• **ARTICLE**
>>>

Sir Auguste-Réal Angers  (4 October 1837 – 14 April 1919) was a Canadian judge and parliamentarian, holding seats both as a member of the House of Commons of Canada, and as a Senator. He was born in 1837 probably in Quebec City and died in Westmount, Quebec, in 1919.

He served in the cabinets of Sir John Sparrow David Thompson and Sir Mackenzie Bowell as Minister of Agriculture and as President of the Privy Council under Sir Charles Tupper. He also served as a Member of the Legislative Assembly of Quebec after being elected in Montmorency in 1874 as a Conservative.

He was knighted in the 1913 New Year Honours.

After his death in 1919, he was entombed at the Notre Dame des Neiges Cemetery in Montreal.

Early life
There is an element of mystery around Auguste's birth. Historians generally agree he was born on 4 October 1837 but no substantial birth certificate has ever been found. The 1901 census lists his birth as 4 October.

Angers studied at the Séminaire de Nicolet between 1849 and 1856. He eventually went on to study law at the Université de Laval. He then went on to join a prospering law firm in Quebec City. After building a strong background for politics, he went on to easily won a provincial by-election in Montmorency for the Conservatives.

<<<

• **GIVEN REQUEST A**
Write out the passage of the Angers biography starting at "He served in" and ending at "Cemetery in Montreal.".

Named-object pointing rows:

>>>

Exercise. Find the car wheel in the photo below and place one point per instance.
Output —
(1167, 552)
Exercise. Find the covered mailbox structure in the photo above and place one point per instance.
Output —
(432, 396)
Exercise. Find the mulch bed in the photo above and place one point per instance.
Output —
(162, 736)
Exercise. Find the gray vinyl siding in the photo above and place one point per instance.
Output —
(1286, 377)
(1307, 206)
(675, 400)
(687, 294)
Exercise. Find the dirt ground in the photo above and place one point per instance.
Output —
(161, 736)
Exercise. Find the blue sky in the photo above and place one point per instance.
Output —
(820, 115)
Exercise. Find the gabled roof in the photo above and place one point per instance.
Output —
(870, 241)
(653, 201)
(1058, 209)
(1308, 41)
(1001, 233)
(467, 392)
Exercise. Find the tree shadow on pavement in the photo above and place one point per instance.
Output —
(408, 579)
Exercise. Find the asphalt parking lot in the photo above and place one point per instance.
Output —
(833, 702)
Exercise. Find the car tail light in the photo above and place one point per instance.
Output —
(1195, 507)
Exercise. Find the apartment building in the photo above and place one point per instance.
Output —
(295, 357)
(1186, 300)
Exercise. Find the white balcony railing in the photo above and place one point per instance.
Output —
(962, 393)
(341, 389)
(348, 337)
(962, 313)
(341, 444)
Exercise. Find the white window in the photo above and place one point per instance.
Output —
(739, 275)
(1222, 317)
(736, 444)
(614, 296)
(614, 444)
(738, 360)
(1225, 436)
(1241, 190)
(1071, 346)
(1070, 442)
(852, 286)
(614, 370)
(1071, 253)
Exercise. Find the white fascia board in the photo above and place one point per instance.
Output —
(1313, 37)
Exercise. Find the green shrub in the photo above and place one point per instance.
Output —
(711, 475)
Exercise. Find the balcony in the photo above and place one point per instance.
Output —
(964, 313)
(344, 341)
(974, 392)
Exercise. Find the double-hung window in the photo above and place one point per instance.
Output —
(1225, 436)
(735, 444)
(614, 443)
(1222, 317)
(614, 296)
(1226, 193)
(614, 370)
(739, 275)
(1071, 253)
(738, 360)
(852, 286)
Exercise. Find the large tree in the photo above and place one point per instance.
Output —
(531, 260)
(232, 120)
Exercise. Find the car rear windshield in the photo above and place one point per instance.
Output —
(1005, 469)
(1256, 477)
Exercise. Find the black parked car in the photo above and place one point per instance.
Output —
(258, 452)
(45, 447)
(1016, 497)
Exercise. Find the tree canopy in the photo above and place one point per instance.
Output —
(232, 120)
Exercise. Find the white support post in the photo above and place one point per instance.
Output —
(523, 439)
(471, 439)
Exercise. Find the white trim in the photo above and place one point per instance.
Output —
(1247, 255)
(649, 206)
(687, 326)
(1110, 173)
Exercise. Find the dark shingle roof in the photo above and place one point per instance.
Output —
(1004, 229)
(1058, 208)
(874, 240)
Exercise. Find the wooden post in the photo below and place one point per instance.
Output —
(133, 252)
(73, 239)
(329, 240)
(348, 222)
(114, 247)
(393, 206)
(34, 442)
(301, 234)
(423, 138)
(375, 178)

<<<

• **GIVEN REQUEST B**
Please pull out the rows starting at the line that contains "Exercise. Find the dark" and ending at the last line of the rows, with both ends included.

• **OUTPUT A**
He served in the cabinets of Sir John Sparrow David Thompson and Sir Mackenzie Bowell as Minister of Agriculture and as President of the Privy Council under Sir Charles Tupper. He also served as a Member of the Legislative Assembly of Quebec after being elected in Montmorency in 1874 as a Conservative.

He was knighted in the 1913 New Year Honours.

After his death in 1919, he was entombed at the Notre Dame des Neiges Cemetery in Montreal.

• **OUTPUT B**
Exercise. Find the dark shingle roof in the photo above and place one point per instance.
Output —
(1004, 229)
(1058, 208)
(874, 240)
Exercise. Find the wooden post in the photo below and place one point per instance.
Output —
(133, 252)
(73, 239)
(329, 240)
(348, 222)
(114, 247)
(393, 206)
(34, 442)
(301, 234)
(423, 138)
(375, 178)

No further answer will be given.